**TASK DIRECTIONS:** Below are records; print only the lines from the line containing "Category: window sill" to the end, both included, reproduced exactly and without the pictures.

# MATERIAL SHOWN start

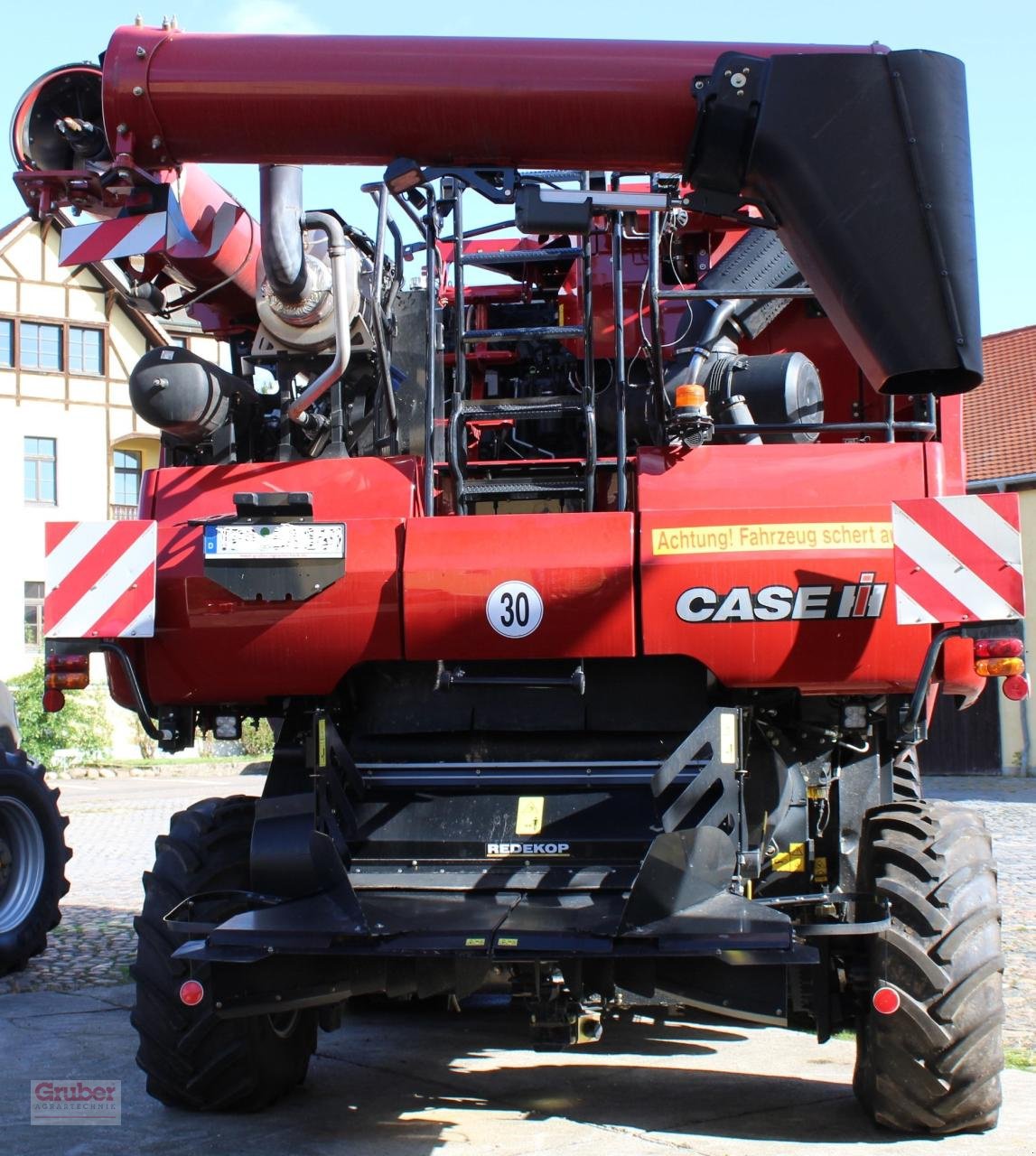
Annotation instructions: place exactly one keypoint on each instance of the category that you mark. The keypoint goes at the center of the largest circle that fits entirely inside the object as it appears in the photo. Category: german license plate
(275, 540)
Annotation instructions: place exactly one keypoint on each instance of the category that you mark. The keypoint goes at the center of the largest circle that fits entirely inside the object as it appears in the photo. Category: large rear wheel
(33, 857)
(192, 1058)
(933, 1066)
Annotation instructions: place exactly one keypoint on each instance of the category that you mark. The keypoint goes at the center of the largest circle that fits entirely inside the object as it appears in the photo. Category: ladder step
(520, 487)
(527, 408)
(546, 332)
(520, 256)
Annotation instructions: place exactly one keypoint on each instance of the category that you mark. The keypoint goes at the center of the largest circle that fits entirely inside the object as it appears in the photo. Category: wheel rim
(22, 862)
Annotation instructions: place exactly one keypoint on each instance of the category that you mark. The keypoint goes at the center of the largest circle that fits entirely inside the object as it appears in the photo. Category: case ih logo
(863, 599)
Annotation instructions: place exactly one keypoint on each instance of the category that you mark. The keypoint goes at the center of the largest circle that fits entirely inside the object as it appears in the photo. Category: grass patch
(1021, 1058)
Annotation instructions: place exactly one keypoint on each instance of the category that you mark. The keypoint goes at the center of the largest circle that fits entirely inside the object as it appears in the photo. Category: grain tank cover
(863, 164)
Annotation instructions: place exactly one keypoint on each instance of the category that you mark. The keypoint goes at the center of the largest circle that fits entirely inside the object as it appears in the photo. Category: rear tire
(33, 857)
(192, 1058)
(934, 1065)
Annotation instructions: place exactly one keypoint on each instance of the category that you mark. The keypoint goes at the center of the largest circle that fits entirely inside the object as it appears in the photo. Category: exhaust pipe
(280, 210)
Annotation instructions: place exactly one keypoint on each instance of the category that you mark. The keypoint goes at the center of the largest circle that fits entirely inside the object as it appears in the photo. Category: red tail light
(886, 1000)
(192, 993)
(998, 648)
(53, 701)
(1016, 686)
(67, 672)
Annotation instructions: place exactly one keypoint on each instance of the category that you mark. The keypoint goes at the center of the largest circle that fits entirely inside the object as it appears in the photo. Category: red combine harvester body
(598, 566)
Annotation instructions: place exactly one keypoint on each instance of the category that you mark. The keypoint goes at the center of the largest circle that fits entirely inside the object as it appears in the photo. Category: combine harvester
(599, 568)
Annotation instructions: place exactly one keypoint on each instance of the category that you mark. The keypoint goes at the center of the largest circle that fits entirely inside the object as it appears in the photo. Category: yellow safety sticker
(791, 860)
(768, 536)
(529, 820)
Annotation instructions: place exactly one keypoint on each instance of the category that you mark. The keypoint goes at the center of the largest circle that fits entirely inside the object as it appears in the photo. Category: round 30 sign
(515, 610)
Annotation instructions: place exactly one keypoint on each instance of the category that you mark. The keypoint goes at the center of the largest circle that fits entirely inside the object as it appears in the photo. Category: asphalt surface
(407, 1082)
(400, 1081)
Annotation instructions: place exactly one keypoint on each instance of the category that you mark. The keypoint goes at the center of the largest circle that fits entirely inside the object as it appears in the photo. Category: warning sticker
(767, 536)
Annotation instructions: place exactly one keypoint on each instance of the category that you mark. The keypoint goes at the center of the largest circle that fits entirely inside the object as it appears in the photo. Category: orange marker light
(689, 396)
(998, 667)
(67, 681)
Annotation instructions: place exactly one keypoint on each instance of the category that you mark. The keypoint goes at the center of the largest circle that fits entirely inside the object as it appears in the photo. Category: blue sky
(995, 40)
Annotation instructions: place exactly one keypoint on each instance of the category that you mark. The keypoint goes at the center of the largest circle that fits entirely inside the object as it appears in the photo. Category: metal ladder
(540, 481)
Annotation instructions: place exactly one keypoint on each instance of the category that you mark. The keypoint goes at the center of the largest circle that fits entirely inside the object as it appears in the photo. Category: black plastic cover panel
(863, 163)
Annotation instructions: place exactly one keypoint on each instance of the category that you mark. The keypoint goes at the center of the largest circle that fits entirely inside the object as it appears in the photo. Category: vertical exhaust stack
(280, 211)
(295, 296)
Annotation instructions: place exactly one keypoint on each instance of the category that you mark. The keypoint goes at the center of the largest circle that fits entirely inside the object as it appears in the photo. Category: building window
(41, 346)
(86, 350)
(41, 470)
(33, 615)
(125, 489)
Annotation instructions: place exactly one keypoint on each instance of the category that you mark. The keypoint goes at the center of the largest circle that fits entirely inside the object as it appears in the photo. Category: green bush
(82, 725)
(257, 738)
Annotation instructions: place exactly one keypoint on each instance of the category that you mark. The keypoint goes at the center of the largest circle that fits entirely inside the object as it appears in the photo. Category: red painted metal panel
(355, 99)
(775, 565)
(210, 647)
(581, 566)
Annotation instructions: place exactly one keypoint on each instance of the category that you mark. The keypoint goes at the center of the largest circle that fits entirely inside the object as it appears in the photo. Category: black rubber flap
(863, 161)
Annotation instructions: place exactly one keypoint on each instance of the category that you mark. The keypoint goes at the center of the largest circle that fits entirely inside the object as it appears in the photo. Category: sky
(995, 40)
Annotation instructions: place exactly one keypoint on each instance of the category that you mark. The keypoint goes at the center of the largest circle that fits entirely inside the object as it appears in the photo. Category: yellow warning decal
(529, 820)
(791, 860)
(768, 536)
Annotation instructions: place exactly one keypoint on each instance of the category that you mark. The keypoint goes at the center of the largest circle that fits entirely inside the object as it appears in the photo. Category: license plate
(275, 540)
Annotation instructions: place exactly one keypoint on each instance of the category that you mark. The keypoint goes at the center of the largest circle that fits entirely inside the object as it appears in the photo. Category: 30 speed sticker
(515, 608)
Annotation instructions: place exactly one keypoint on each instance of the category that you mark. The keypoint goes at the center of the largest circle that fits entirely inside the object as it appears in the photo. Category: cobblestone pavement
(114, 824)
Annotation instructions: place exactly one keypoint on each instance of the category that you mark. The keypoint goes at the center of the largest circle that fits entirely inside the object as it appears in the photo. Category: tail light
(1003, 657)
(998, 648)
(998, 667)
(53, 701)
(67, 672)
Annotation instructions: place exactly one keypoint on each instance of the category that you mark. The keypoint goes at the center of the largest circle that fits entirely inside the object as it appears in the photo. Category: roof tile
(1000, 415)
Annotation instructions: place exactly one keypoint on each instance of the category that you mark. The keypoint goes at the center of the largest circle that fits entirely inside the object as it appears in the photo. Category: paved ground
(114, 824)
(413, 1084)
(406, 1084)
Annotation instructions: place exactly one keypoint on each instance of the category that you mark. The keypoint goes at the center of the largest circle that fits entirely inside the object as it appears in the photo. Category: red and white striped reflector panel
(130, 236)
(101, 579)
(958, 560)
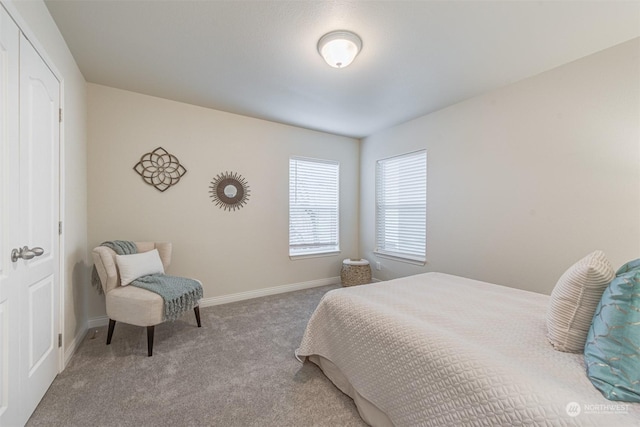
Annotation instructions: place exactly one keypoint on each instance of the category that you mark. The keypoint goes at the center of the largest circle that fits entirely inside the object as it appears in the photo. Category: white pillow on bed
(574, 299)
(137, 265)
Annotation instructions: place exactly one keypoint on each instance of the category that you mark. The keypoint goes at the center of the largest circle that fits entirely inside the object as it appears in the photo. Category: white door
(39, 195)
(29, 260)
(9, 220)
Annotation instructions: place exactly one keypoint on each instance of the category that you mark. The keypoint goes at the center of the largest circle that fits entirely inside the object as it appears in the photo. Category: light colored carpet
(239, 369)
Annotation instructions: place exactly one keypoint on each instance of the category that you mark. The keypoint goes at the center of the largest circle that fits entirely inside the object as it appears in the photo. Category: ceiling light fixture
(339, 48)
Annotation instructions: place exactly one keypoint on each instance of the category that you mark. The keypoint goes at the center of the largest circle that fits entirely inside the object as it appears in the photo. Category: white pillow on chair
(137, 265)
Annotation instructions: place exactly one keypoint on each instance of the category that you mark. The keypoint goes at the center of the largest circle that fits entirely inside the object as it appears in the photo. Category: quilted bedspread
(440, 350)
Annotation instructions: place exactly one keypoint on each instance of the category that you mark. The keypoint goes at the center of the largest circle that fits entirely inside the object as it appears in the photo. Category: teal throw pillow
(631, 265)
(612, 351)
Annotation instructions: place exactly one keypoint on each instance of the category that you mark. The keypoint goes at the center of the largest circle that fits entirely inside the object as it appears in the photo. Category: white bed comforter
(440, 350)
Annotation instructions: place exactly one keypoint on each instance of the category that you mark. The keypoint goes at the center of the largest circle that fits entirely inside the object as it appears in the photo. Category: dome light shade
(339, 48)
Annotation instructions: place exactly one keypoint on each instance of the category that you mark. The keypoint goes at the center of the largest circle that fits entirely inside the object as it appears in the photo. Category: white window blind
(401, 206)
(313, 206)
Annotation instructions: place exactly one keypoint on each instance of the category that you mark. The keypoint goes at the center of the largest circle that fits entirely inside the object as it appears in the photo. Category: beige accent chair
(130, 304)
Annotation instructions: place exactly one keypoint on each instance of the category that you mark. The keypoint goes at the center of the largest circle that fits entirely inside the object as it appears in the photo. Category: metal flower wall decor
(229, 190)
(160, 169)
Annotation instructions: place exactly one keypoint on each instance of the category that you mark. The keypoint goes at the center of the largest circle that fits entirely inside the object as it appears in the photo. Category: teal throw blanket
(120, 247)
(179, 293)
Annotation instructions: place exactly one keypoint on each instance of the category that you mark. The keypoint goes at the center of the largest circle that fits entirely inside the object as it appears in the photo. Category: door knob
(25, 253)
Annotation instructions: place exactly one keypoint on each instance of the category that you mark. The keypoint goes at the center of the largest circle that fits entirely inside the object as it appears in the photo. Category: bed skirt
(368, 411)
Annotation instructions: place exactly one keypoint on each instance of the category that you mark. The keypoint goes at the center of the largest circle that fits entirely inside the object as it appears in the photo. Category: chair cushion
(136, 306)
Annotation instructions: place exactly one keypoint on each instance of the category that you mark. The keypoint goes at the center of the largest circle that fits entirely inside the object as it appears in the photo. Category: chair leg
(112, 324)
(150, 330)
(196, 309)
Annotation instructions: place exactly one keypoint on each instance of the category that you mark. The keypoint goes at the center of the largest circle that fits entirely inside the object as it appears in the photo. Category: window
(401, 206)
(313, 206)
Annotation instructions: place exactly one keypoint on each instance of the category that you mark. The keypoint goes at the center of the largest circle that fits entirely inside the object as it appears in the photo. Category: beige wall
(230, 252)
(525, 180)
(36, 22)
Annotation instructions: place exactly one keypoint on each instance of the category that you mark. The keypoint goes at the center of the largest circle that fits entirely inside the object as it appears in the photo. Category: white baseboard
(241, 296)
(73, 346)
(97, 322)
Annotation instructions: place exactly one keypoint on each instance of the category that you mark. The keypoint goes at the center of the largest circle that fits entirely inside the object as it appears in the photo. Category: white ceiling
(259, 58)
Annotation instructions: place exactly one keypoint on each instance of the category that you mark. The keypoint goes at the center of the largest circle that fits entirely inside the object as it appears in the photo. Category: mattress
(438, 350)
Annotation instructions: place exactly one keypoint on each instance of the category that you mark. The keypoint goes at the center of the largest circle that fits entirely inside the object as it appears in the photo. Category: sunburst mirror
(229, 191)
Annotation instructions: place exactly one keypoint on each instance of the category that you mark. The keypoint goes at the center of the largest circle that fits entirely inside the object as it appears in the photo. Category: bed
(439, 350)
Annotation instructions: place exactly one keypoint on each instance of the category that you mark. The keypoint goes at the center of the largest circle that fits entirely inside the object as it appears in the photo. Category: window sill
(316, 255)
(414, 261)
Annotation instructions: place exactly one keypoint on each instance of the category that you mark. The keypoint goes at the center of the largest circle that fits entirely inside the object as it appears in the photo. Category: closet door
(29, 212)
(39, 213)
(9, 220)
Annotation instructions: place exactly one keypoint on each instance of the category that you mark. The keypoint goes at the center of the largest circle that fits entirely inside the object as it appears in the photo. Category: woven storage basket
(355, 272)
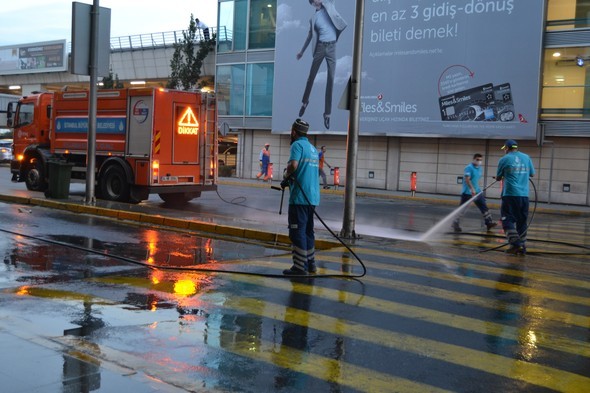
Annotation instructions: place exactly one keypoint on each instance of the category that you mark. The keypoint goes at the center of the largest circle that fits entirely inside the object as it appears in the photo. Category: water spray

# MATERIAL SHOWN end

**ANSWER TO THE TASK:**
Annotation instructions: place exactly one keypoint on each instance of the category that you mark. The keypoint goes at the center of the largest circle that fits entirely inside the object as it appears in the photo. Category: window sill
(316, 255)
(414, 261)
Annotation instructions: place exactly one keypoint on each instance of the category that you mark. The keypoint goes at the center of the largest circle that fits entirely inside the object as it appears in the photo. Category: closet door
(29, 212)
(39, 213)
(9, 220)
Annotation instructions: place exactly one keypoint on each instance of the category that you mark. The keypoint goes at the center of the largest circle that fits entirely inside the object as it appears in the photo. Category: woven storage basket
(355, 272)
Annotation instructions: place exactly one keypoint on each instance of the category that you mark. The keypoint goes at the center of the largest circle that fits entirely inside the object as it appears in the photo. Category: water spray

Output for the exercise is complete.